* **What you are asked to do**
Copy the stretch of the Health Vault post from "During his long" through "Composite Health Care System.", replacing "Tom" with "Munnecke".

(Beginning of Extract)

Today, October 4, Microsoft unveiled its long-awaited electronic health records system, Health Vault.

In a white paper called Concepts of the Health Data Vault, the author discusses the value of an individual’s “health data bitstream.” The author goes on to say that,

The value of this bitstream is based on its organization and communication within an individual’s context. This value is not necessarily reflected in specific dollars and cents savings, but rather in the individual’s health, trust in the healthcare system, and community. It has the potential to radically shift the balance of power in today’s health care system.”

This is not a representative from Microsoft talking; it was written by Tom Munnecke when he worked with SAIC alongside the Veterans Health Administration…in 1999.

During his long career, Tom was hands-on involved with two of the world’s largest hospital information systems: the VA’s program that we now know as VistA, and with the Department of Defense’s Composite Health Care System.

He knows what he’s talking about. He’s also one of the Good Guys. He’s spending this next part of his career to do what his blog calls, “the simplest thing I can do to have maximum uplift for humanity.”

As Microsoft continues down the path of developing, marketing, and operating Health Vault, the company would be wise to follow some of Tom’s tenets developed in his 1999 paper:

  • Trust
  • Owner controls
  • The patient at the center
  • Knowledge access
  • Discussions in the collaborative space.

Kudos to the company for giving privacy a front-burner spot in today’s presentation and toward the top of the Health Vault. The project even received a quasi-endorsement from Dr. Deborah Peel, the founder of the consumer advocacy group Patient Privacy Rights.

Peter Neupert, the head of Microsoft’s Health Solutions Group, told the press today that, “To make a difference in health care, it is going to take time and scale. And Microsoft has both.”

(End of Extract)
(Beginning of Study material)

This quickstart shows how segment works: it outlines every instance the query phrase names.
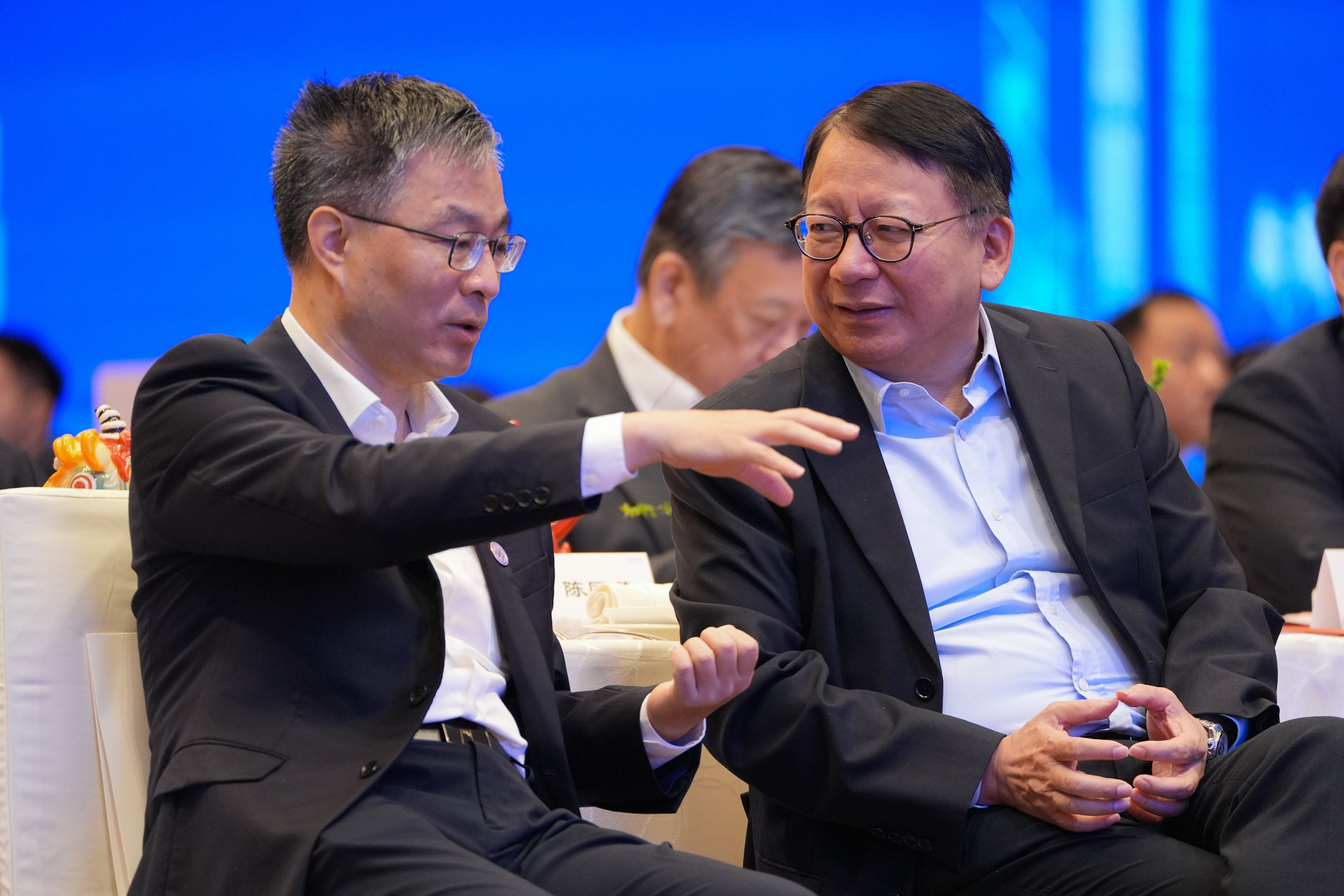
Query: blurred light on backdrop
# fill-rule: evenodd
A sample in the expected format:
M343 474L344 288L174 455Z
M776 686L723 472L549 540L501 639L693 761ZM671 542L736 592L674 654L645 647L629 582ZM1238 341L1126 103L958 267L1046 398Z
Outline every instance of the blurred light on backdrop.
M528 255L465 379L528 386L582 360L630 301L667 184L723 144L798 160L866 86L939 83L981 105L1017 165L1017 247L992 298L1110 317L1184 287L1234 345L1336 312L1312 197L1344 149L1344 4L960 0L543 4L464 32L442 5L87 0L0 7L0 325L67 373L58 430L203 332L255 336L289 282L269 152L305 78L444 81L504 134ZM577 266L566 215L601 220ZM129 408L125 408L129 410Z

(End of Study material)

* **Result of this task**
During his long career, Munnecke was hands-on involved with two of the world’s largest hospital information systems: the VA’s program that we now know as VistA, and with the Department of Defense’s Composite Health Care System.